● Data section:
════

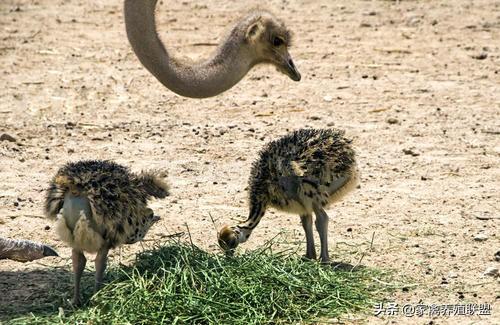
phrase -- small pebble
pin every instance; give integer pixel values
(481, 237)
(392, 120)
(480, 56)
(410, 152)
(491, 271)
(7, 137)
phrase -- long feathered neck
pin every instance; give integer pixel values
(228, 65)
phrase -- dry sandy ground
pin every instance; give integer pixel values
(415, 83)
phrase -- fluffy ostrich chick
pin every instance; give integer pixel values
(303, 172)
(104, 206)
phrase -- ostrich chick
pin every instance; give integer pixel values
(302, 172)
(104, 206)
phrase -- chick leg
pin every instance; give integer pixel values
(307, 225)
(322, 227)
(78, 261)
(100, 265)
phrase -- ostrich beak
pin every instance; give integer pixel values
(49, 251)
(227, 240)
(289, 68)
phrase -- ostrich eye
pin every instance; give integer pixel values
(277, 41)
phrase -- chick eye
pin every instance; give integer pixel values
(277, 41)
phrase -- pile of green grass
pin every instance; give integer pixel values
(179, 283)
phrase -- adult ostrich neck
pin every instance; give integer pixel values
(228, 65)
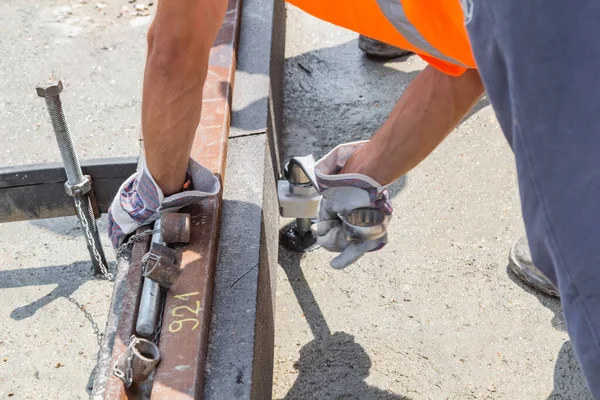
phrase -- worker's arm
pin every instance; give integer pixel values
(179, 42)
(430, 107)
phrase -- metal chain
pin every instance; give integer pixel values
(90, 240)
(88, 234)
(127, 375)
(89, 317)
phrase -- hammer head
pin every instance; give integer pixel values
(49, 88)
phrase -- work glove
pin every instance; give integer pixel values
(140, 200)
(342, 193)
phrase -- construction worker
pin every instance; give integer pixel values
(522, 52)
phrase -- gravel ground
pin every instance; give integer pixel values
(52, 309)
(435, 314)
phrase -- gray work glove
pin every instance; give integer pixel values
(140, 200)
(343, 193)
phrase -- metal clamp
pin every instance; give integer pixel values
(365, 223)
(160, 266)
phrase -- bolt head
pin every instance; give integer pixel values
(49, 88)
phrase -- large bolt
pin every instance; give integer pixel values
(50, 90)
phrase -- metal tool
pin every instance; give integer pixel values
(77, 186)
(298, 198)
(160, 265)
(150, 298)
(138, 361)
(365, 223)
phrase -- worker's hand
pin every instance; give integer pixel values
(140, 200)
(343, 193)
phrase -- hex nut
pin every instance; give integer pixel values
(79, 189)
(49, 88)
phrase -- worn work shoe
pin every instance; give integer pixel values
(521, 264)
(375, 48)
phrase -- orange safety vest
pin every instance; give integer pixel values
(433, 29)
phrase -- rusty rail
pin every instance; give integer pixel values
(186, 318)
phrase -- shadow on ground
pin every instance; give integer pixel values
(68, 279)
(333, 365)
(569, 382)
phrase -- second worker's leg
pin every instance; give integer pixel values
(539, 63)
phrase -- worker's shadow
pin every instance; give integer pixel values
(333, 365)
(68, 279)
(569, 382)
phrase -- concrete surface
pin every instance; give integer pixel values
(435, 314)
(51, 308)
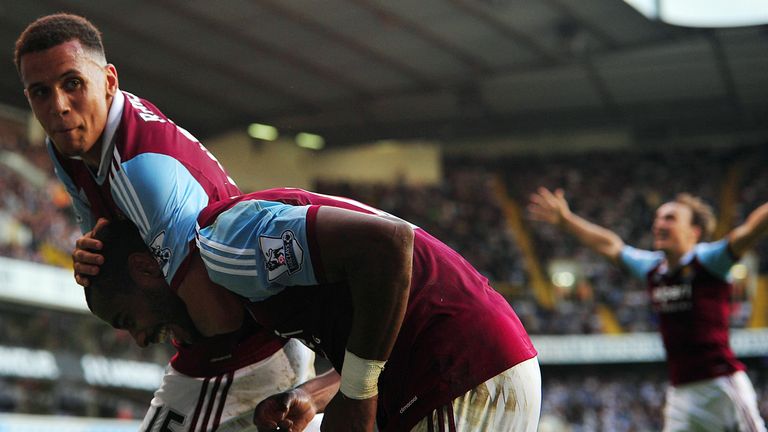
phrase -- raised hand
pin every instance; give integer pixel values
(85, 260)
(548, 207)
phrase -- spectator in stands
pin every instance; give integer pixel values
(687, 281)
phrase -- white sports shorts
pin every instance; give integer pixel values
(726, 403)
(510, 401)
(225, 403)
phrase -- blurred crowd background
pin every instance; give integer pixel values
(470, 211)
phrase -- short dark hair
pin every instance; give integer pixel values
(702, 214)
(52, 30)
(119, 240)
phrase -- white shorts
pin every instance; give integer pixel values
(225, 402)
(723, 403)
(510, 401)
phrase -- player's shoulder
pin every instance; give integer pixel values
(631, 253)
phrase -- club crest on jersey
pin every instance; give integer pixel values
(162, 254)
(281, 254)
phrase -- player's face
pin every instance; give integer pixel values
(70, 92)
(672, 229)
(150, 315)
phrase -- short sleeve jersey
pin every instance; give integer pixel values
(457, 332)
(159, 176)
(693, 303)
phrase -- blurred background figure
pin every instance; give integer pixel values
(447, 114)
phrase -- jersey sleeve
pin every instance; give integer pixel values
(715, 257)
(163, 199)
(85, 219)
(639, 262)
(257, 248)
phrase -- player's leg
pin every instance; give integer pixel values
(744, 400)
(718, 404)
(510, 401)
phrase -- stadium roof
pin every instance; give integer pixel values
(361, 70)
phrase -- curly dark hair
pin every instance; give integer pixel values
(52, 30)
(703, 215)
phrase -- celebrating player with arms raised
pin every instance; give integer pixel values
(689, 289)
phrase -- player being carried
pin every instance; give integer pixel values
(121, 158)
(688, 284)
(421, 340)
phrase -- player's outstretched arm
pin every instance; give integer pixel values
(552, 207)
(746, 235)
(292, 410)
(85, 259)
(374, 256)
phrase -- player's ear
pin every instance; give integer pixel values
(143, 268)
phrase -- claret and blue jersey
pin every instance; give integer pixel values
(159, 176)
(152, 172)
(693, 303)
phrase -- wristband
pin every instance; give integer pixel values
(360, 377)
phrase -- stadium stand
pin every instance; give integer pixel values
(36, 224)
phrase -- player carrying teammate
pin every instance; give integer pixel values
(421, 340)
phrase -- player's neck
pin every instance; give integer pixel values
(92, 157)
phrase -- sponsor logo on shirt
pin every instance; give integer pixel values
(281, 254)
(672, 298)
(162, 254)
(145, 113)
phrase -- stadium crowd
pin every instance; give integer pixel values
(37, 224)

════

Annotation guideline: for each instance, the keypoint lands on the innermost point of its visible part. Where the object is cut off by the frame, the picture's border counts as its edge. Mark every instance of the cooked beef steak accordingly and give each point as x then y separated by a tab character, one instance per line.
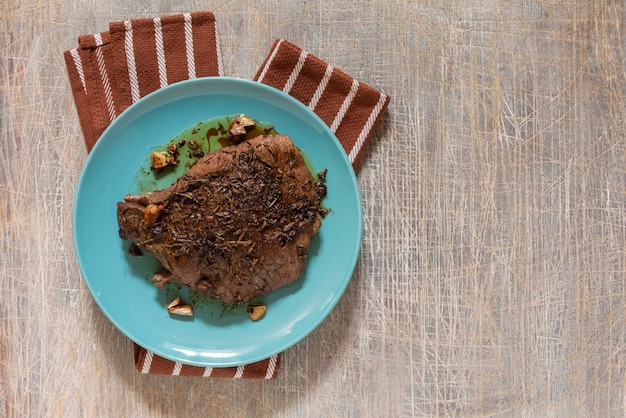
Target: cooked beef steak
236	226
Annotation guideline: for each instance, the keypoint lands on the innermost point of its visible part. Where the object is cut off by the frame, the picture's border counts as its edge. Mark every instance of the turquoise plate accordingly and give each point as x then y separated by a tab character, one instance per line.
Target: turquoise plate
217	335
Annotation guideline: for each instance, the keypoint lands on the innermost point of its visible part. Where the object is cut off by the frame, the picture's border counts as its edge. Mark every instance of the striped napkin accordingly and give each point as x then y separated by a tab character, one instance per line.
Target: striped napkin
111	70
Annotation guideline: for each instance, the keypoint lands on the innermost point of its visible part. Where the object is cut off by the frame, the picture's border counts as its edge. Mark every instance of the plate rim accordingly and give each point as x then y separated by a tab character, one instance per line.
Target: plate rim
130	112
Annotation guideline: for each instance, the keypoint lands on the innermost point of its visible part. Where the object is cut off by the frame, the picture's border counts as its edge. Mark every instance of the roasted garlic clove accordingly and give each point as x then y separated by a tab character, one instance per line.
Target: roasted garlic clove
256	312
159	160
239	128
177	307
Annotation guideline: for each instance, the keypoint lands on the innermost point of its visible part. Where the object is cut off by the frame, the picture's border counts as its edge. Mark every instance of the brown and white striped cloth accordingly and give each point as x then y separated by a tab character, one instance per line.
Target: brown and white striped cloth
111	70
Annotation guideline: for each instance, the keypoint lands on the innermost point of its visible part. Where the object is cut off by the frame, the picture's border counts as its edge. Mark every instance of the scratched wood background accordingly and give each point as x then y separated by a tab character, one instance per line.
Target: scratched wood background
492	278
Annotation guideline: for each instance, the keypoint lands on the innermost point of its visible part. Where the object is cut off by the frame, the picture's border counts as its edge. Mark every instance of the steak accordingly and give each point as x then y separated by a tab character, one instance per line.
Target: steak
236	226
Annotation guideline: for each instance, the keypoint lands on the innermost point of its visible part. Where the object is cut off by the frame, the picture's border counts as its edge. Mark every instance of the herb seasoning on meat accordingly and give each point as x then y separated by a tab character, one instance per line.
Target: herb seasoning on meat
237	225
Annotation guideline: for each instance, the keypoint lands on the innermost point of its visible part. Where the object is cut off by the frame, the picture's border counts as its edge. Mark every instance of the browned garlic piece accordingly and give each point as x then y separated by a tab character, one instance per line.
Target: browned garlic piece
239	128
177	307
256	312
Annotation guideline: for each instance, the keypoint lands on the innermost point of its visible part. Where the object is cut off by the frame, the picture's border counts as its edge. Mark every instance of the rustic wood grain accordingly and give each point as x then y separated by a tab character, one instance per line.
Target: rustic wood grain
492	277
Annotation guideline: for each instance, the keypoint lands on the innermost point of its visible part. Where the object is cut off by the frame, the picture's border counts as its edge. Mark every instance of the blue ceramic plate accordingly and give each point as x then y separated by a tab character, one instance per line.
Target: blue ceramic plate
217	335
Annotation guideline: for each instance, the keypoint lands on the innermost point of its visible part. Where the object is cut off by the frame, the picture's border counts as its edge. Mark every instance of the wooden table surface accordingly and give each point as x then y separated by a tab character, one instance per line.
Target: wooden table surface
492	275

════

● Exercise:
Give only a number, the count of lines above that include the string "worker".

● Result below:
5